──────── SELECTED EXCERPT ────────

The Times settles Nightjack claim for £42,500 plus costs

Why there should now be a "Nightjack" test for proposals for press regulation.

The New Statesman can reveal that the Times has settled the civil claim brought by "Nightjack" blogger Richard Horton for £42,500 plus legal costs. 

Horton brought his civil claim for breach of confidentiality, misuse of private information and deceit after it emerged that his identity had not been uncovered by some brilliant piece of detective work by a staff journalist, as was maintained by the newspaper at the time, but had been established instead by unauthorised access to the blogger's email account.

There will now be a statement in open court by the Times before the end of this month.

As there is now a criminal investigation related to this matter - a journalist has been been arrested and a former in-house lawyer has been interviewed under caution - not a great deal more can be said about the circumstances of the unauthorised access.  It is a matter entirely  for the criminal courts to determine whether there is any criminal liability arising - a settlement of a civil claim does not and should not prejudice any criminal investigation.  Certainly nothing in this post should be taken to suggest any criminal liability of any person or entity connected with the case.

And given the criminal investigation, there is little which those involved can currently say about this particular case.  Horton's lawyer Mark Lewis tells me only that whilst he is delighted that his client has won substantial compensation, nothing can put Horton back in the position that his identity was secret. 

And Horton says, "I am happy to have settled with the Times and I can now put that incident behind me and get on with my life".

 

A "Nightjack test" for press regulation?

However, there is perhaps a wider issue about the case apart from the now settled civil claim and the current criminal investigation. 

The Nightjack case raises a general point relevant to the debate on press regulation which will follow publication of the recommnedations of the Leveson Inquiry.

Quite simply, without the Leveson Inquiry's effective use of statutory powers, the Nightjack incident would never have come to light.  It is thereby a perfect example of what remains hidden with "self-regulation", still the the preferred model of many in the newspaper industry.

Here it is important to note that the story only emerged when the New Statesman analysed witness statements submitted by various figures from News International in response to formal (and legally backed) requests for evidence (the full account is set out here).

──────── DATA RECORDS ────────

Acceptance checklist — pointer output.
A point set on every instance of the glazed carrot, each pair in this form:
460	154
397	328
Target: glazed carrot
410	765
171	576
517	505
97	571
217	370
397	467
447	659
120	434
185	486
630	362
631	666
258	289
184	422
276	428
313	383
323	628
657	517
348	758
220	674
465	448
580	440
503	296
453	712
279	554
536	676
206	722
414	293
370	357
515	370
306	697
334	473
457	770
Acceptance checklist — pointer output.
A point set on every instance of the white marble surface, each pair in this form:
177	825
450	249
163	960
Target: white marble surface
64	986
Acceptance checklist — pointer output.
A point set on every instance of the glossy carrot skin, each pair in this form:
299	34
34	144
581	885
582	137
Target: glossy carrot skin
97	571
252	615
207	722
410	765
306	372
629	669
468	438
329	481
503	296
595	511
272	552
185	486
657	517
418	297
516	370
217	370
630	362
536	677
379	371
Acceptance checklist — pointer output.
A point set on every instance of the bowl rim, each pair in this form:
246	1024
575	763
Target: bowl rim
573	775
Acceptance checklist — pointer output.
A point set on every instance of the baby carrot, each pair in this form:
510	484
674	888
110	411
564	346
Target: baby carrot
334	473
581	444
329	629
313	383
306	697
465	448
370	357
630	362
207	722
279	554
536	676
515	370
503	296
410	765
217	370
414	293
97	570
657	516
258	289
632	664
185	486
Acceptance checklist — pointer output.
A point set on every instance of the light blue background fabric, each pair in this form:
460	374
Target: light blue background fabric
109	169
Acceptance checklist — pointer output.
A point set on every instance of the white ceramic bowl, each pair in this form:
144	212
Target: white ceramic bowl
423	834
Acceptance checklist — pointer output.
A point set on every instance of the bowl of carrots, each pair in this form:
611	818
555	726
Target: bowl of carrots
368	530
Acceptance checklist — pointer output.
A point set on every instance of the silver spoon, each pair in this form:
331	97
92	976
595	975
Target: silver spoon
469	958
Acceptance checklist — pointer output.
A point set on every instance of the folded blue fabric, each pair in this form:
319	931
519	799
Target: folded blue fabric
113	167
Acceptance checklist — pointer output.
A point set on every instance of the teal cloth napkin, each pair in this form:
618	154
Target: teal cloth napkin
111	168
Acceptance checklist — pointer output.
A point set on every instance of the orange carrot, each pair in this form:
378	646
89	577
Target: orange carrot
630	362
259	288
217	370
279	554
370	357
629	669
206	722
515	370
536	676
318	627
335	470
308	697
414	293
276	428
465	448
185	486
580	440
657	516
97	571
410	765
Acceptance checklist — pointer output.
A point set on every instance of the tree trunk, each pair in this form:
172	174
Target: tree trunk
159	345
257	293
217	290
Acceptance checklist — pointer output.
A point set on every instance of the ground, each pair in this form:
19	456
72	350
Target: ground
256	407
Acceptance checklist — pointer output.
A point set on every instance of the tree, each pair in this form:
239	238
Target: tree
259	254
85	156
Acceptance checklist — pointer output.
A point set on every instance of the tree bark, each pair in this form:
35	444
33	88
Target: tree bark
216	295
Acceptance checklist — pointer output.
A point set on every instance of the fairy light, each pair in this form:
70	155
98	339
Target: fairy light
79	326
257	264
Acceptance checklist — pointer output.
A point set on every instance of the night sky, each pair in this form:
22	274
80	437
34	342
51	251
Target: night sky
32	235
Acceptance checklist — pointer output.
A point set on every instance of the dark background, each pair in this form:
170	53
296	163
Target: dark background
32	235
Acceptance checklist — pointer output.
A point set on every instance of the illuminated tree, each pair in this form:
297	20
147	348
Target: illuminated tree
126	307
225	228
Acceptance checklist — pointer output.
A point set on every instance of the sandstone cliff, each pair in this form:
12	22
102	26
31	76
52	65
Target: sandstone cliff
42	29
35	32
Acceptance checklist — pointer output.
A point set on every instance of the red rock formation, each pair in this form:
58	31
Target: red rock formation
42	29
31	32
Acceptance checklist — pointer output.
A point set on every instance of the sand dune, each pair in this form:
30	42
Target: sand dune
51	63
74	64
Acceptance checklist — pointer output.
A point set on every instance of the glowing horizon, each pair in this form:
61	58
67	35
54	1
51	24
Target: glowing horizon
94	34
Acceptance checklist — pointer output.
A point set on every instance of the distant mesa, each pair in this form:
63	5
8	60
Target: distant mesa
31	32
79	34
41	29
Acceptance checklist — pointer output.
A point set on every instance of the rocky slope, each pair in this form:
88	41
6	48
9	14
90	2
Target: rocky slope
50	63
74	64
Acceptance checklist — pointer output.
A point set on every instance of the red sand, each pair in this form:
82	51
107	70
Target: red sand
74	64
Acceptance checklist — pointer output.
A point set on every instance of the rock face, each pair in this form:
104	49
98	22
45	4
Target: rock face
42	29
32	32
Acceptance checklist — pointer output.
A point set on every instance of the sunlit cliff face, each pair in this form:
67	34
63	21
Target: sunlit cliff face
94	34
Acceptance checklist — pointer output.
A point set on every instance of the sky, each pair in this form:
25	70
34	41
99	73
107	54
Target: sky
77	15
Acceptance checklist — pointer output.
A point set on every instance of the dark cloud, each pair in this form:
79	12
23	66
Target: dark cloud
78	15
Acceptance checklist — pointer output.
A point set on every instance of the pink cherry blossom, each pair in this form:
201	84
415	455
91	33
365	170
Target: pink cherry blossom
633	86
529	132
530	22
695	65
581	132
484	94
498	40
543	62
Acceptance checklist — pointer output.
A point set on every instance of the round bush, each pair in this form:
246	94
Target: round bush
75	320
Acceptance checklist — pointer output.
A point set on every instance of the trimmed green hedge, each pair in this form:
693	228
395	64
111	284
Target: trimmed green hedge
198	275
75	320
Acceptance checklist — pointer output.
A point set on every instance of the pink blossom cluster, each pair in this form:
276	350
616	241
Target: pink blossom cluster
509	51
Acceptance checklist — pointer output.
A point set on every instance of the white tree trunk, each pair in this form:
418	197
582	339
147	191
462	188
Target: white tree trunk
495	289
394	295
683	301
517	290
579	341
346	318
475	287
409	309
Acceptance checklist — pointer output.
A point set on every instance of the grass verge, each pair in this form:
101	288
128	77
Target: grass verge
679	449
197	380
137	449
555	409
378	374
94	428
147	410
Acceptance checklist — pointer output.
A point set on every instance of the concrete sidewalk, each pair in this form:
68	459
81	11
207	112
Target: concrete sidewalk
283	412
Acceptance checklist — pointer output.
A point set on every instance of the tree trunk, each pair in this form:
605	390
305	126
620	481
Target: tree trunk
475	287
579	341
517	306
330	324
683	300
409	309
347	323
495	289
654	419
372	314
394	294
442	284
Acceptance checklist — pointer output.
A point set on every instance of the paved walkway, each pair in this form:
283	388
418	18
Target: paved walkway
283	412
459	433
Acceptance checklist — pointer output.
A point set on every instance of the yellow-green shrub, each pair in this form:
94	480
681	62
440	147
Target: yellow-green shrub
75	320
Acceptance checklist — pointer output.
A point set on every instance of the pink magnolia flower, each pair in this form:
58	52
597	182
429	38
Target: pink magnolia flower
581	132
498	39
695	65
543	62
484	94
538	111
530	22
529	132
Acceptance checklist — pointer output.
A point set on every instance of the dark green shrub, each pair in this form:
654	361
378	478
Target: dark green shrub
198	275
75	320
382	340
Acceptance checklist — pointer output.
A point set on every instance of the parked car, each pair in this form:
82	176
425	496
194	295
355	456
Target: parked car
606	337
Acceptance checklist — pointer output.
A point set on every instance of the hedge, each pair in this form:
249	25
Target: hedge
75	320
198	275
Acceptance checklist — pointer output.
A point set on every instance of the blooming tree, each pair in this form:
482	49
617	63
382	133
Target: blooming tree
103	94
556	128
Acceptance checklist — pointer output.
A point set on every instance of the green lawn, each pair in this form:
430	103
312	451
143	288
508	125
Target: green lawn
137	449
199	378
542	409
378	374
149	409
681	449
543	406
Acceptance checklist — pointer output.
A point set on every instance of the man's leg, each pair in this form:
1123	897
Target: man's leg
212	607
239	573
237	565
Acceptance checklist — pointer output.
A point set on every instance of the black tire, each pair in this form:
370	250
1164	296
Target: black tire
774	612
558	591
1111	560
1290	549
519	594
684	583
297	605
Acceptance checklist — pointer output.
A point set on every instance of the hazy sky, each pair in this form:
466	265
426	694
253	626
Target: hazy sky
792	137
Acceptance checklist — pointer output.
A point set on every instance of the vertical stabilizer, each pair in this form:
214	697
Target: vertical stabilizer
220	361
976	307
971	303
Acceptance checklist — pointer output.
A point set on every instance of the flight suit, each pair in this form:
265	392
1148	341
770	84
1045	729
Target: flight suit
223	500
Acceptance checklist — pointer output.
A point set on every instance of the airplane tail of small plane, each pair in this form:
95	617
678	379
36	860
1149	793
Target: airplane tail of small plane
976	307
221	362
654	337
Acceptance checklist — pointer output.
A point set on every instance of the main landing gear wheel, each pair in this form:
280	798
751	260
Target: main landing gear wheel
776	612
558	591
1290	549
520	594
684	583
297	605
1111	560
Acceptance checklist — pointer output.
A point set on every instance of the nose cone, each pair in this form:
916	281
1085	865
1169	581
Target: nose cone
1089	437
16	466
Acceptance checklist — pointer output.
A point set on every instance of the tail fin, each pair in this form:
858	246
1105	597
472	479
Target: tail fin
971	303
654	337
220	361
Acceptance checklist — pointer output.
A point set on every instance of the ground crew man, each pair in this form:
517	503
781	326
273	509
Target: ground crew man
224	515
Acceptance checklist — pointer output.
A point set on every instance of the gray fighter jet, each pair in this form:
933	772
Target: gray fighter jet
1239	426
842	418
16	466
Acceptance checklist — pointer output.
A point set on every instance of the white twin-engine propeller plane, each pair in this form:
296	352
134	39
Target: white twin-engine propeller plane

────────

WRITTEN TASKS:
- a) Which lines in the rows above contain the string "orange"? Return every such line in full.
- b) Extend the article on the Times settling the Nightjack claim, picking up after its final sentence.

SOLVED TASKS:
- a)
A point set on every instance of the orange carrot, each pair in this form:
Target: orange carrot

- b)
Even then, News International was initially reluctant to give a full account, and it was only when both the editor and the former legal manager of the Times were summoned to give oral evidence to the Leveson Inquiry on the incident that the fuller picture emerged of what had actually happened.

As Prof Brian Cathcart, director of Hacked Off, told me earlier today:

The Nightjack affair is a clear case of a newspaper behaving unjustly and  it would never have come to light but for the scrutiny of the Leveson Inquiry, a body with real legal clout.

No voluntary, self-regulatory regime would ever have unearthed the facts.

This is further proof that we need an effective press regulator that has teeth and is genuinely independent the press industry as well as of government.

Tom Watson MP agrees:

I hope the Prime Minister and other members of the cabinet now realise that without the statutory powers of the Leveson Inquiry none of this whole sorry saga involving Times Newspapers and News International would ever have seen the light of day.

One test - which perhaps should be called the "Nightjack test" - of any non-statutory proposals for press regulation will be how an envisaged regulator can obtain relevant documentary and witness evidence from an unwilling news title. 

Would some non-statutory regulator really be able to obtain information from a title akin to that which the Leveson Inquiry was able to prise from News International in respect of the Nightjack incident?

For many it is difficult to see how any contractual or voluntary basis for press regulation could pass this important "Nightjack test" - it would merely (again) be regulation at the fiat of the regulated.

And unless any post-Leveson press regime can pass such a "Nightjack test" then the old pre-Leveson abuses could well continue.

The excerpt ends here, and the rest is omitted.